Provided text:

Start of Block

He proposed that the United States and the United Kingdom stand together, with others, to demand for the people of every country the right to free, unfettered elections, freedom of speech and thought, and the rule of law.

His recommended overall strategic concept was care for the "safety and welfare, freedom and progress, of all the homes and families of all the men and women in all the lands."

He memorably described how "an iron curtain" had descended across the European continent and that communist parties or fifth columns constituted a growing challenge and peril to Christian civilization.

He said that no one knew the limits, if any, to the expansive and proselytizing tendencies of Soviet Russia.

But Churchill believed that Russia did not want war, only "the fruits of war and the indefinite expansion of their power and doctrines."

The U.S. and the U.K., he advised, should "walk forward in sedate and sober strength seeking no one's land or treasure, seeking to lay no arbitrary control upon the thoughts of men."

The global ambitions of Soviet Communism were to be held in check, said Churchill, not by fighting but by deliberate accumulation of "constancy of mind, persistency of purpose, and the grand simplicity of decision," all dedicated to advancement of democracy and freedom.

Looking back now from our vantage point across 70 years of lived history, two conclusions stand out: First, that Kennan and Churchill were right about Soviet communism; and, second, that their advice was sound as to how to defeat totalitarian imperialism.

Communism was defeated mostly by fighting a "cold" war of ideas, keeping up strong physical defenses and promoting global economic development.

End of Block

[Region pointing data]
Start of Block

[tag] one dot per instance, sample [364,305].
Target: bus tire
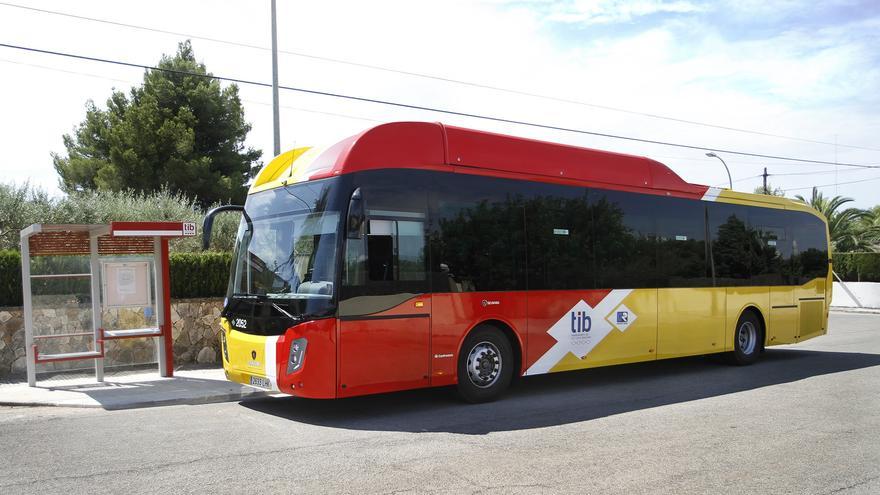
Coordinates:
[485,365]
[747,339]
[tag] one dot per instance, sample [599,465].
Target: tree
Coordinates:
[772,191]
[842,224]
[869,228]
[177,130]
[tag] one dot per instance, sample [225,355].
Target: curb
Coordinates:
[192,401]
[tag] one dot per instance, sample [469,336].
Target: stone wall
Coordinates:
[195,329]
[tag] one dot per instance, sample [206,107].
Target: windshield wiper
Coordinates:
[285,313]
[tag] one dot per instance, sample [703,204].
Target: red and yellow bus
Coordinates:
[417,255]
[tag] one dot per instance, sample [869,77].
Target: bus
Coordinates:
[419,255]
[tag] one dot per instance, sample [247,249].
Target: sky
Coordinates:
[781,78]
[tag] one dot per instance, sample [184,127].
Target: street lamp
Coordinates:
[713,155]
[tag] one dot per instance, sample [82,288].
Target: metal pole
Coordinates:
[276,119]
[28,310]
[97,306]
[729,179]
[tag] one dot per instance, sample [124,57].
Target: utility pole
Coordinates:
[276,119]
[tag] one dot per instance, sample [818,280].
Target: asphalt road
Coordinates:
[806,419]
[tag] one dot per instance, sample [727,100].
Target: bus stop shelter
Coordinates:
[127,267]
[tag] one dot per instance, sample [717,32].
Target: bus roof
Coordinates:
[435,146]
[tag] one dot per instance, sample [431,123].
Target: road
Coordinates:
[806,419]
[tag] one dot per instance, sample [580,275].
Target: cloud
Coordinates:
[616,11]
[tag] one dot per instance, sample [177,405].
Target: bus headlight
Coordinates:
[297,353]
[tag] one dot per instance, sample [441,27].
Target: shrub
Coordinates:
[203,274]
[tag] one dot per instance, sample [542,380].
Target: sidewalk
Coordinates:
[848,309]
[134,390]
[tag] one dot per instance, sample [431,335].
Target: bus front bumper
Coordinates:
[267,363]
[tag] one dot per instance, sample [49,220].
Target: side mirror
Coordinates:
[355,220]
[208,223]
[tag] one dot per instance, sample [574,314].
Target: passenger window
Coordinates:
[396,250]
[731,244]
[681,243]
[625,239]
[478,238]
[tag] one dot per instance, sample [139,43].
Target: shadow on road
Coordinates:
[563,398]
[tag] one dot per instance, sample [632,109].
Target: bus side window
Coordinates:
[396,250]
[380,246]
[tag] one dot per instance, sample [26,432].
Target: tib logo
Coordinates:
[580,322]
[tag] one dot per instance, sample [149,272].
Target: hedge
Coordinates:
[202,274]
[857,267]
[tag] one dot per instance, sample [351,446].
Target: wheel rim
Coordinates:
[484,364]
[748,337]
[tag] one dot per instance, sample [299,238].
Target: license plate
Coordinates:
[260,382]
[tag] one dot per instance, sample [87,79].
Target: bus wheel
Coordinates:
[485,365]
[747,339]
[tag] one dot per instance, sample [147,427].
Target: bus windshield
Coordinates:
[286,246]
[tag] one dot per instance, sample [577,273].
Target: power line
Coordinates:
[438,78]
[832,184]
[440,110]
[818,172]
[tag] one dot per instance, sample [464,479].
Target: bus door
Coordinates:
[385,307]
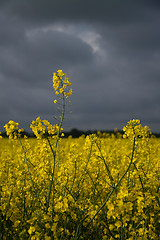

End of Block

Exercise tasks:
1. According to the passage on Churchill's speech, what did Churchill believe Russia wanted instead of war?
2. Using the passage on Churchill's speech, explain how Churchill said the global ambitions of Soviet Communism were to be held in check.
3. Pick up the passage on Churchill and the Cold War after its final sentence and continue it.

Per-task outputs:
1. Churchill believed Russia wanted "the fruits of war and the indefinite expansion of their power and doctrines."

2. Churchill said they were to be held in check not by fighting but by a deliberate accumulation of "constancy of mind, persistency of purpose, and the grand simplicity of decision." All of this was to be dedicated to the advancement of democracy and freedom.

3.
The two exceptions to the general strategy of waging only "cold" war were the bloody, costly and controversial local conflicts America fought to defend South Korea and South Vietnam against communist aggression.

Since 9/11, the same civilization that successfully fought off communism has been fitfully waging another "cold" war, one President George W. Bush labeled the "war on terror."

This cold war, too, has had hot episodes of military combat, mostly in Iraq and Afghanistan and now in Syria, but with forays to "contain" terrorist cells and the recruitment of cadres expanding all over the world wherever sympathizers can be found.

So far the U.S. and its allies have failed to terminate the terrorism of violent Islamism.

Why?

I would say because, collectively, a younger generation of American national-security planners has forgotten the advice of Kennan and Churchill: how best to use ideas of free thought and the benefits of economic development as the foundation for defeating a wrongheaded ideology while keeping the use of military force only in a supporting role.

In the war on terror, the U.S. has not applied the 1946 strategic vision of Kennan and Churchill: Let there be no cracks in the wall of our determination to, above all, promote free institutions and prosperity for all. And let there be no halfheartedness in our reaching out to embrace those around the world who seek better lives for their families and honesty and decency in their governments, no matter what their religion.

One wonders whether Donald Trump can learn this lesson.

Stephen B. Young, of St. Paul, is global executive director of the Caux Round Table, an international network of business leaders working to promote a moral capitalism.